Potężny cyklon Freddy. "Usłyszeliśmy głos płaczącego dziecka: Proszę, ratujcie mnie!"

Z Australii do wybrzeży Afryki dotarł potężny cyklon Freddy. Od soboty zabił co najmniej 190 osób, a 37 jest zaginionych. To jedna z najpotężniejszych burz, jakie kiedykolwiek zarejestrowano na półkuli południowej - poinformował we wtorek rząd Malawi, gdzie tajfun sieje największe spustoszenie.

Freddy jest to niezwykle niszczycielski i potężny cyklon. Nazywany jest również długowiecznym ze względu na to, że prawdopodobnie będzie najdłużej żyjącym cyklonem tropikalnym w historii, pobijając wcześniejszy rekord 31 dni huraganu John z 1994 roku. 

W poniedziałek Departament ds. Zarządzania Katastrofami w Malawi informował o 99 zmarłych, aktualnie liczba ta wzrosła ponad dwukrotnie, a nie jest znany ostateczny bilans ofiar śmiertelnych. Wśród poszkodowanych jest 580 osób rannych - podaje Reuters.

Szukanie rannych i żywych jest utrudnione

Największe zniszczenia zostały dokonane w mieście Blantyre. Niesienie pomocy humanitarnej, jak i pomoc w szukaniu ocalałych w tamtym rejonie jest dodatkowo utrudnione przez silne deszcze, które z kolei wywołują niebezpieczne lawiny błotne.

* [Treść poleceń]
A - Według tekstu o cyklonie Freddy, który huragan ustanowił wcześniejszy rekord długości trwania i ile dni on wynosił?
B - Wypisz z tekstu o cyklonie Freddy fragment od słów "Freddy jest to" aż do słów "z 1994 roku." włącznie.

* [Dostarczone dane]

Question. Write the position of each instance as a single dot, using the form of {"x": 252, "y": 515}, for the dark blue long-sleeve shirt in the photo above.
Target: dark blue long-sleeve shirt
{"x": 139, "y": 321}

* [Odpowiedzi po kolei]
A - Huragan John z 1994 roku, z rekordem 31 dni.

B -
Freddy jest to niezwykle niszczycielski i potężny cyklon. Nazywany jest również długowiecznym ze względu na to, że prawdopodobnie będzie najdłużej żyjącym cyklonem tropikalnym w historii, pobijając wcześniejszy rekord 31 dni huraganu John z 1994 roku.